(Image-backed grounding data)
────────────────────

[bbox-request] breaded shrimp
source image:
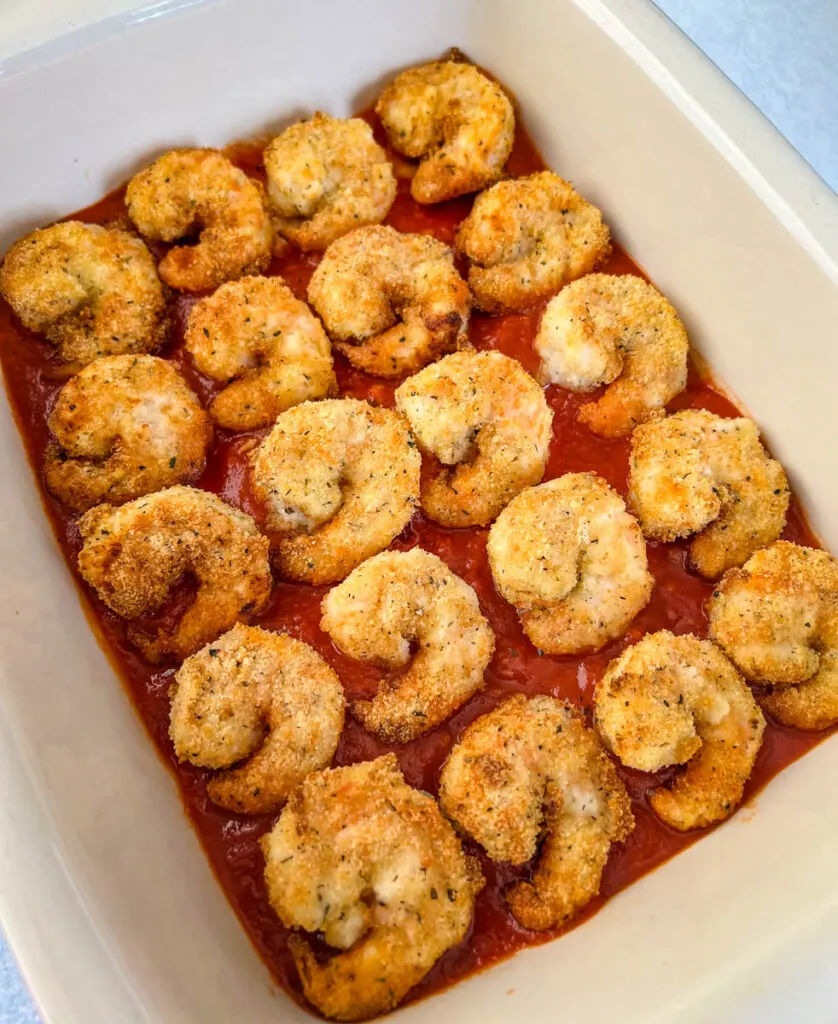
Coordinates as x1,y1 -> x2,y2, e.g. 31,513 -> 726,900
535,274 -> 689,437
77,486 -> 272,662
169,624 -> 344,813
376,59 -> 515,205
309,228 -> 471,380
307,225 -> 470,377
394,350 -> 553,527
628,409 -> 790,578
264,113 -> 396,251
0,221 -> 166,366
250,399 -> 419,585
456,171 -> 611,313
439,695 -> 633,931
183,275 -> 336,430
320,549 -> 495,743
487,473 -> 653,654
44,355 -> 212,512
709,542 -> 838,730
262,754 -> 483,1022
126,148 -> 272,292
595,631 -> 765,830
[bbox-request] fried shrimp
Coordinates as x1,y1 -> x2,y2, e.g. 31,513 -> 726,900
439,695 -> 633,931
77,486 -> 272,661
0,221 -> 166,366
534,274 -> 689,437
183,275 -> 336,430
628,409 -> 790,578
394,350 -> 553,527
44,355 -> 212,511
709,542 -> 838,730
169,624 -> 344,813
250,399 -> 419,585
264,112 -> 396,251
262,754 -> 483,1021
487,473 -> 653,654
375,59 -> 514,205
595,631 -> 765,830
320,549 -> 495,743
126,148 -> 272,291
307,225 -> 470,377
455,171 -> 611,314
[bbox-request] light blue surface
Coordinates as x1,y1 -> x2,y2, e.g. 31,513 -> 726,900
1,2 -> 836,1022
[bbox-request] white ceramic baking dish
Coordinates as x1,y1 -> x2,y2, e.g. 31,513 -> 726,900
2,1 -> 838,1021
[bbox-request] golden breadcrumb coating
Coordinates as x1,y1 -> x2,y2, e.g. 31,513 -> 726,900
628,409 -> 790,578
440,695 -> 633,930
320,549 -> 495,743
709,541 -> 838,730
456,171 -> 611,313
264,112 -> 396,251
0,220 -> 166,366
487,473 -> 653,654
376,60 -> 514,204
262,754 -> 483,1021
45,354 -> 211,511
170,623 -> 344,813
184,275 -> 336,430
126,148 -> 272,291
307,224 -> 470,377
77,485 -> 272,661
250,398 -> 419,585
395,350 -> 552,527
535,273 -> 688,437
595,630 -> 765,830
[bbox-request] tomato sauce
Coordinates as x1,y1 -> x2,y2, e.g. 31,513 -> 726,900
0,111 -> 830,1017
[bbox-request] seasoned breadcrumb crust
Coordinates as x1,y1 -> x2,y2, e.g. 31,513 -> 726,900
184,274 -> 336,430
170,623 -> 344,813
440,695 -> 633,930
45,354 -> 211,511
77,485 -> 272,661
262,754 -> 483,1021
0,220 -> 167,366
126,148 -> 272,291
321,548 -> 495,742
250,398 -> 420,585
595,630 -> 765,830
265,112 -> 396,251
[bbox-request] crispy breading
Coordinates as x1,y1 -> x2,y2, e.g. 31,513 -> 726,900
44,354 -> 211,511
376,60 -> 514,204
487,473 -> 653,654
170,623 -> 344,813
595,630 -> 765,830
320,549 -> 495,742
250,398 -> 420,585
262,754 -> 483,1021
709,541 -> 838,730
264,112 -> 396,251
395,350 -> 552,527
77,485 -> 272,662
456,171 -> 611,313
535,273 -> 689,437
307,224 -> 470,377
0,221 -> 166,366
628,409 -> 790,578
126,148 -> 272,291
184,275 -> 336,430
440,695 -> 633,930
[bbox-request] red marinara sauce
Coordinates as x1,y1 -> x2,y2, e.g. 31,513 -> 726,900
0,112 -> 830,1016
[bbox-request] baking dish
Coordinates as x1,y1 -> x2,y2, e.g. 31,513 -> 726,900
1,1 -> 838,1021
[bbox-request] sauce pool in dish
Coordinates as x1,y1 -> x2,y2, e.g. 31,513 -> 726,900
0,111 -> 830,1015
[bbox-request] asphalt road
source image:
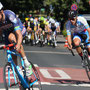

────────────────────

== WORK TASK ==
For each line above that holds the string "sauce", provide a copy of that line.

== WRITTEN ANSWER ==
[bbox-request] tomato sauce
[bbox-request] red marinara sauce
[bbox-request] sauce pool in dish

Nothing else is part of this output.